## BEGIN Excerpt

Spring is finally giving way to summer here. Since it’s our first year in Southern Oregon, every seasons change has been an adventure; not knowing what we would find when we looked out our window. We have loved the rain, and the grayness. Truly. We’ve learned about different types of rain: sprinkling, showers, downpours, storms, dense fog, freezing rain, freezing fog. I fully comprehend what Emily Bronte meant when she talked about Wuthering Heights rising above a silvery vapor. I also know what she means when she describes smaller dwellings becoming invisible.
It has been a long time without the sun.
I am told by people who have lived here awhile, it was a long spring; and a longer winter. I love how the local people here talk about it. Everyone collectively hopes for the sun, and when it comes out, the community is so alive. Smiles beam from every corner and every block. Everyone is outside. Then it rains again, and it’s like the very city itself shrugs and slumps its shoulders, dismayed as late spring storm after late spring storm has wandered in.
“It’s been a terrible winter.”
Thats what they say, here.
The deadness of winter has persisted well into spring. I’ve been in the desert so long, I thought I knew what dead looked like. But the desert thrives really. It only looks dead and brown on the surface. Sure the cactus have their little hats that bloom in March, and bougainvillea, given enough water grow its pink bracts, and reaches and climbs the cinderblock fences, but not much changes. It stays shades of brown and palo verde green.
But here, in the winter. It seems dead. And it feels dead. A deep, deep sleep surrounds everything. And for so long. Empty branches line the roads and the river, and the leaf litter crumbles into dark brown paste in storm drains. You forget even, what grows. Green is a memory lost in Emily’s silver vapor.
And isn’t that how life is. There are times in our lives or places in our heart that seem so dead. I can feel dead in my motherhood, or dead as a wife. Spiritually, I can feel such a deep and heavy deadness. Its as if parts of us go to sleep sometimes. And we want them back, but it isn’t the right season. Relationships, and the dying off of them. But maybe they are just sleeping.

## END Excerpt
## BEGIN Excerpted records

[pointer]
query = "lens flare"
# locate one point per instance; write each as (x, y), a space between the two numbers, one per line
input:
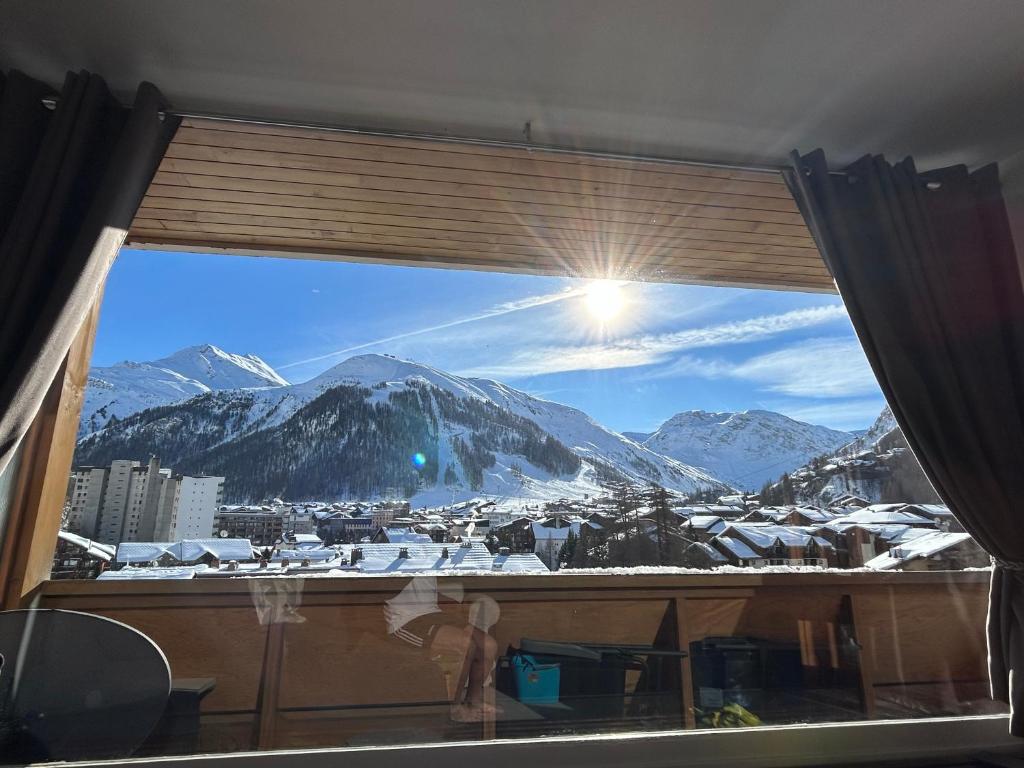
(604, 299)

## END Excerpted records

### Tasks and exercises
A. Summarize the essay about spring in Southern Oregon in two sentences.
B. In the essay about spring in Southern Oregon, what colors does the desert stay?
C. Return the part of the essay about spring in Southern Oregon between "It has been" and "has wandered in.", inclusive.

### Worked solutions
A. In the writer's first year in Southern Oregon, the writer has loved the rain and grayness, and locals describe a long spring and an even longer winter in which the community comes alive when the sun appears and slumps when storms return. Unlike the desert, which only looks dead on the surface, winter here seems and feels dead, and the writer compares this to parts of life that seem dead but may only be sleeping.

B. Shades of brown and palo verde green.

C.
It has been a long time without the sun.
I am told by people who have lived here awhile, it was a long spring; and a longer winter. I love how the local people here talk about it. Everyone collectively hopes for the sun, and when it comes out, the community is so alive. Smiles beam from every corner and every block. Everyone is outside. Then it rains again, and it’s like the very city itself shrugs and slumps its shoulders, dismayed as late spring storm after late spring storm has wandered in.